Please print the data word for word, from its first line through the line containing "box: [309, 259, 384, 282]", both ends included.
————————
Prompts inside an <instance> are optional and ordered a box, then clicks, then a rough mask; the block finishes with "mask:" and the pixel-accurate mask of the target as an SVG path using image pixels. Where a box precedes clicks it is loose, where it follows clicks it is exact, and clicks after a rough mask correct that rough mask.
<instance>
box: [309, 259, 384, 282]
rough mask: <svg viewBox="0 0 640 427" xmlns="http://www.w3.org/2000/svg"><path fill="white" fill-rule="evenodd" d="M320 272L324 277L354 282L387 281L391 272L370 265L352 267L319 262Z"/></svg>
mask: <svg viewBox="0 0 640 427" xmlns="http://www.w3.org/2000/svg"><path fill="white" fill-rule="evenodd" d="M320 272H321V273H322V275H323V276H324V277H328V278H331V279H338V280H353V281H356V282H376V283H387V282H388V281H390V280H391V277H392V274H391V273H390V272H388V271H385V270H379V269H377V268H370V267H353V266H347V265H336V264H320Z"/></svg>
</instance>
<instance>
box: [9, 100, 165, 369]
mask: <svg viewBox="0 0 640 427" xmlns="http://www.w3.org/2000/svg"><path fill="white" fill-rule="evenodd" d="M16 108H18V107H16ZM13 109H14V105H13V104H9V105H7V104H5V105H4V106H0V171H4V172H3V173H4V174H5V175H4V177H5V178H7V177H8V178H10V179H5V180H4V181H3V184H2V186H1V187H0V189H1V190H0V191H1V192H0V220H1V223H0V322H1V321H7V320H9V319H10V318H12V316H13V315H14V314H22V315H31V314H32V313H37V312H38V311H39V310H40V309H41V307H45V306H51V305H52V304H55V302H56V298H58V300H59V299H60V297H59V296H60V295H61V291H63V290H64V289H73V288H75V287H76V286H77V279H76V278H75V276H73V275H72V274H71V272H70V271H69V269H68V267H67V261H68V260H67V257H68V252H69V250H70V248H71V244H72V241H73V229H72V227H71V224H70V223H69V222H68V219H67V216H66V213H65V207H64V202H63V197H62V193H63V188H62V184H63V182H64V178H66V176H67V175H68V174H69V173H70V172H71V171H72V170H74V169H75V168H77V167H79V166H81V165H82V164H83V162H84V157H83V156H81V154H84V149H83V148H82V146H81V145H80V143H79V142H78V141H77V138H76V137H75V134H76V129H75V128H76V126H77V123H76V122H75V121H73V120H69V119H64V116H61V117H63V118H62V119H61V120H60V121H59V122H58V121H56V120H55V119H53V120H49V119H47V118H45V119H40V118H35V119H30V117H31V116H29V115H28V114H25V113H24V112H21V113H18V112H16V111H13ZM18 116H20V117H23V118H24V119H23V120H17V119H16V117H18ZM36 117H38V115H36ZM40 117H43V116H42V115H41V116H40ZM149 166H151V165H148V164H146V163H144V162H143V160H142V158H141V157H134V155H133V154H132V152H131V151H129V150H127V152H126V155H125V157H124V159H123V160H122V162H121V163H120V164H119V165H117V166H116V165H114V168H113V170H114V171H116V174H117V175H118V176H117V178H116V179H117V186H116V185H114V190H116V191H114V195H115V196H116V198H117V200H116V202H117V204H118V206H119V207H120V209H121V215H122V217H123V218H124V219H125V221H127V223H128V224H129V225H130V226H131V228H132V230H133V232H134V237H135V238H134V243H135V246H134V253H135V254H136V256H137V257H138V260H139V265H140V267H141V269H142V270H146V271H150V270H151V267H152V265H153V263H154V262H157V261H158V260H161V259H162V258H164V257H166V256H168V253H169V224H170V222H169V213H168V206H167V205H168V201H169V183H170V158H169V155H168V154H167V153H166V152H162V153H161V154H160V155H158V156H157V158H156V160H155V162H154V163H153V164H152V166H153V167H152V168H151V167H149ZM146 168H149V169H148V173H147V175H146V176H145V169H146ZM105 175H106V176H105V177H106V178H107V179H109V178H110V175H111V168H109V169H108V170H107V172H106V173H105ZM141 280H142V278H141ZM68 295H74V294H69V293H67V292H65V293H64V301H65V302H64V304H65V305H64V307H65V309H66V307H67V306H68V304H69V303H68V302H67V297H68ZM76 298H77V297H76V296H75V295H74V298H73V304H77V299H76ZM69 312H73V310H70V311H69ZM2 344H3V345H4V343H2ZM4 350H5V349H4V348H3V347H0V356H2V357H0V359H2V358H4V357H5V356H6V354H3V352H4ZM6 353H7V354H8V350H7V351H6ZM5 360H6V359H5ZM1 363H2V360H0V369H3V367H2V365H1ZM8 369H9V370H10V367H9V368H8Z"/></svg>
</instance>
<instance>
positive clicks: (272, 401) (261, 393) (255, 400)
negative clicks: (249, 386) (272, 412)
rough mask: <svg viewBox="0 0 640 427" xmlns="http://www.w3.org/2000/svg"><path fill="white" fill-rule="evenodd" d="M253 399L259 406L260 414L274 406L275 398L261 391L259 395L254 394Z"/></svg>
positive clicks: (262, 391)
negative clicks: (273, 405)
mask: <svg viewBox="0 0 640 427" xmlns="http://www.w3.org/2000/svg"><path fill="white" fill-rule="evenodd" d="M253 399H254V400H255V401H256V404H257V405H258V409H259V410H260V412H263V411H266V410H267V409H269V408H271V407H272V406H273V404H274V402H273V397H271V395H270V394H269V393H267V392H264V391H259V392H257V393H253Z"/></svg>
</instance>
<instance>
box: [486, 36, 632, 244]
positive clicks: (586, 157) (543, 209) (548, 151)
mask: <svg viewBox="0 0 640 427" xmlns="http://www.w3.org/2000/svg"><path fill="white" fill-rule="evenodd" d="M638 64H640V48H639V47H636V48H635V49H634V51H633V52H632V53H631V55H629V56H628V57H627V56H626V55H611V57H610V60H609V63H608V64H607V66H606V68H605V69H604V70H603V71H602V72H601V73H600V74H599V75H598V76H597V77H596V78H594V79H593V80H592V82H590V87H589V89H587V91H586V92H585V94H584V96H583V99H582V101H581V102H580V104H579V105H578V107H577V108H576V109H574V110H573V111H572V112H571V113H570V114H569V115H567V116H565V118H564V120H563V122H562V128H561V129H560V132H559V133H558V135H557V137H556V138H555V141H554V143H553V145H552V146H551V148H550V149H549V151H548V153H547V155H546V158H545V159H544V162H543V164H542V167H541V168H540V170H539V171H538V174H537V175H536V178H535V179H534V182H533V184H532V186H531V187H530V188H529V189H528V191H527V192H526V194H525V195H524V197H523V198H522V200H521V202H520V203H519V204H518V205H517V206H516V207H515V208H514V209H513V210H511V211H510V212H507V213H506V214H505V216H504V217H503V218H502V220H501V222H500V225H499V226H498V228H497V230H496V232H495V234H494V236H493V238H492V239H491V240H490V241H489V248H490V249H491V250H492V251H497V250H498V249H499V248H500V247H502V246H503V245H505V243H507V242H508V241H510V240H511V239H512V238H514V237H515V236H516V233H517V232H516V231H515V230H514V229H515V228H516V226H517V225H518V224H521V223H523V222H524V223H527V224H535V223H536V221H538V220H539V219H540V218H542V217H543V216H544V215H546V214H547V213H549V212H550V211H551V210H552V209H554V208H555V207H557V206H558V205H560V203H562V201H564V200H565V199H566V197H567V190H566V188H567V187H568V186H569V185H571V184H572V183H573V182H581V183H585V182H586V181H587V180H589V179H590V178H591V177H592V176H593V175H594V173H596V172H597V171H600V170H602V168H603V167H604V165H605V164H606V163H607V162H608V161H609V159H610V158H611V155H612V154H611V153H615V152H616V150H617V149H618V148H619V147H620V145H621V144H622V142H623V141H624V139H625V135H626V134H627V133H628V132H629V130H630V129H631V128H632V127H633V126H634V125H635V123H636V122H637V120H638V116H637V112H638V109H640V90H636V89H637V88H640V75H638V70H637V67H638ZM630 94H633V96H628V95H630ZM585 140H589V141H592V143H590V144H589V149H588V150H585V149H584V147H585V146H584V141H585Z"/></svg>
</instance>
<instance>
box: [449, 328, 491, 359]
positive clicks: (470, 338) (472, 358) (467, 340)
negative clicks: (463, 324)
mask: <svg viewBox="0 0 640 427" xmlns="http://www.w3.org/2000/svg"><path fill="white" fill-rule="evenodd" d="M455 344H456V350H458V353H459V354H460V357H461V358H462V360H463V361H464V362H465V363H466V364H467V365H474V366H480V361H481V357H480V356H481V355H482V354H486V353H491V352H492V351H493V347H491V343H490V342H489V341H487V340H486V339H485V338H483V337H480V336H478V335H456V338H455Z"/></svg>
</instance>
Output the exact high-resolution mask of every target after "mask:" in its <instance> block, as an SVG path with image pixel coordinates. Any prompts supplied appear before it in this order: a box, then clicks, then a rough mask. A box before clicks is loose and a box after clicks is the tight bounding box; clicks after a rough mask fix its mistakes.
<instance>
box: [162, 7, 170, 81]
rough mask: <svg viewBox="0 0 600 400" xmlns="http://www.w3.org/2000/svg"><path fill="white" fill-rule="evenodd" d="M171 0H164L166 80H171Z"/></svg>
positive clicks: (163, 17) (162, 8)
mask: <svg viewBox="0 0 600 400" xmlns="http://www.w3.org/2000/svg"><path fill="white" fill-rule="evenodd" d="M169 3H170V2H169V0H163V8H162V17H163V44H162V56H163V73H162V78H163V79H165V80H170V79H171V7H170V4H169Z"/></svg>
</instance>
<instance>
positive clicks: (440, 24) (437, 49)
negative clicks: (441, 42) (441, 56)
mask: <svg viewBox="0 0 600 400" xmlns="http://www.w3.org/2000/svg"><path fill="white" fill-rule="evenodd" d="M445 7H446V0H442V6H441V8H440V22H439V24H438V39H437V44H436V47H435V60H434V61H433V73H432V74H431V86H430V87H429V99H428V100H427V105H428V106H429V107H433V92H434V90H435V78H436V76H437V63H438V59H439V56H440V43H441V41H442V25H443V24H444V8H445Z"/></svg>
————————
• YOUR SOLUTION:
Prompts inside an <instance> are optional and ordered a box, then clicks, then a rough mask; the block finishes with "mask:" and the pixel-accurate mask of the target as an SVG path using image pixels. Where a box precedes clicks it is loose, where it follows clicks it is exact, and clicks after a rough mask correct that rough mask.
<instance>
box: [309, 259, 384, 282]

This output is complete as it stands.